> **The data**:
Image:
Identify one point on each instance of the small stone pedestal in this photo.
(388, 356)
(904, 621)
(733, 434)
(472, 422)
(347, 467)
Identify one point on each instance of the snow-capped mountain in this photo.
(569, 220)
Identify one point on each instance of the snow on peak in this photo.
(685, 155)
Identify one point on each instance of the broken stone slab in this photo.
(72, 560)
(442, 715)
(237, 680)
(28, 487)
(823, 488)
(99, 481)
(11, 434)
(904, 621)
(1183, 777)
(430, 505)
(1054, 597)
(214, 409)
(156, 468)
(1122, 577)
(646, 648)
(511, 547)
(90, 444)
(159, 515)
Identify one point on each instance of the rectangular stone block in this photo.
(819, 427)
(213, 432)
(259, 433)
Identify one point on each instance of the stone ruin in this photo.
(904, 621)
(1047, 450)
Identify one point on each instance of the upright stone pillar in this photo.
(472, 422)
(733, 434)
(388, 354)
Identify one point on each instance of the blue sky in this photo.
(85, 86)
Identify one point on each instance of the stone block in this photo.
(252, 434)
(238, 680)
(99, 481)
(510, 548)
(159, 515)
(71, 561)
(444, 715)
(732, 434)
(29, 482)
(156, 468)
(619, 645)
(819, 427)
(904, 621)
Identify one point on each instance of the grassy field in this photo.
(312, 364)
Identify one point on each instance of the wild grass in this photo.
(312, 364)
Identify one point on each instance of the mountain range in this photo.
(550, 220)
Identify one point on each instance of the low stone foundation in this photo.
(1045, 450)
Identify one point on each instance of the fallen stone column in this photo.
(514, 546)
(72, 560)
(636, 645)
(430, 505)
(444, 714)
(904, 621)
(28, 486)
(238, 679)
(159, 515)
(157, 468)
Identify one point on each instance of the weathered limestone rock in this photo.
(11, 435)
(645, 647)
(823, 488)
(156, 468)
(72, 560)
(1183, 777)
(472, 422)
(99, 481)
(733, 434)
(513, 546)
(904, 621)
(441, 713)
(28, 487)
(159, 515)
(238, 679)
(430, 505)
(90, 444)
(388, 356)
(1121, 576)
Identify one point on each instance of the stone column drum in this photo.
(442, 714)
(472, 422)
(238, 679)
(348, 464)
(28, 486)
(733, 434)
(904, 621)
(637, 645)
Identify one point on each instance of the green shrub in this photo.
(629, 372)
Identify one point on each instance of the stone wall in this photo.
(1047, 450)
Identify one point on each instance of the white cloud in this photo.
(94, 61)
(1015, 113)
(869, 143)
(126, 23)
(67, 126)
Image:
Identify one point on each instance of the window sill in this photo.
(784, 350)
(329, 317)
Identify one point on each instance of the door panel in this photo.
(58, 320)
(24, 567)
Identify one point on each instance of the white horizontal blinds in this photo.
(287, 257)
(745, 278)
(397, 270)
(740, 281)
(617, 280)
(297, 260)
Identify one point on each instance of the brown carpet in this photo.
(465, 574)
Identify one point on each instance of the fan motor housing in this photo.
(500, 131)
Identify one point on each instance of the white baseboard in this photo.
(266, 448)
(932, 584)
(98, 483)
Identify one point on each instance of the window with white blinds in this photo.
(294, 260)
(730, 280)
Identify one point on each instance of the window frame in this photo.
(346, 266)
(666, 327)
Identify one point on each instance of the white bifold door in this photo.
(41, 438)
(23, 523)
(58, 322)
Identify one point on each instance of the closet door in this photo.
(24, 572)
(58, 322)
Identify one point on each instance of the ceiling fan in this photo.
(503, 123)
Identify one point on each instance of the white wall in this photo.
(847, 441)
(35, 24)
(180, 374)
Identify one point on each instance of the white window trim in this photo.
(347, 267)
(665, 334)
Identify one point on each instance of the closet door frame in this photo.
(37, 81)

> **Task goal**: Recast the records as a JSON list of strings, one string per line, leaving out any blank lines. Begin at the line that has "Identify one point on each instance of the window frame" and stop after the last line of the records.

> **Expected answer**:
[
  "Identify one point on each instance of the window frame in this photo.",
  "(346, 266)",
  "(666, 327)",
  "Identify one point on each instance of the white bifold door in this photo.",
  "(41, 438)",
  "(23, 523)",
  "(58, 322)",
  "Identify one point on each instance of the closet door in this photo.",
  "(24, 572)",
  "(58, 322)",
  "Identify one point on each instance of the ceiling fan in this photo.",
  "(503, 123)",
  "Identify one point on each instance of the white wall in this photo.",
  "(847, 441)",
  "(35, 24)",
  "(180, 374)",
  "Identify one point on each instance of the white window trim in this photo.",
  "(347, 267)",
  "(665, 334)",
  "Identify one point on each instance of the closet door frame in this photo.",
  "(37, 81)"
]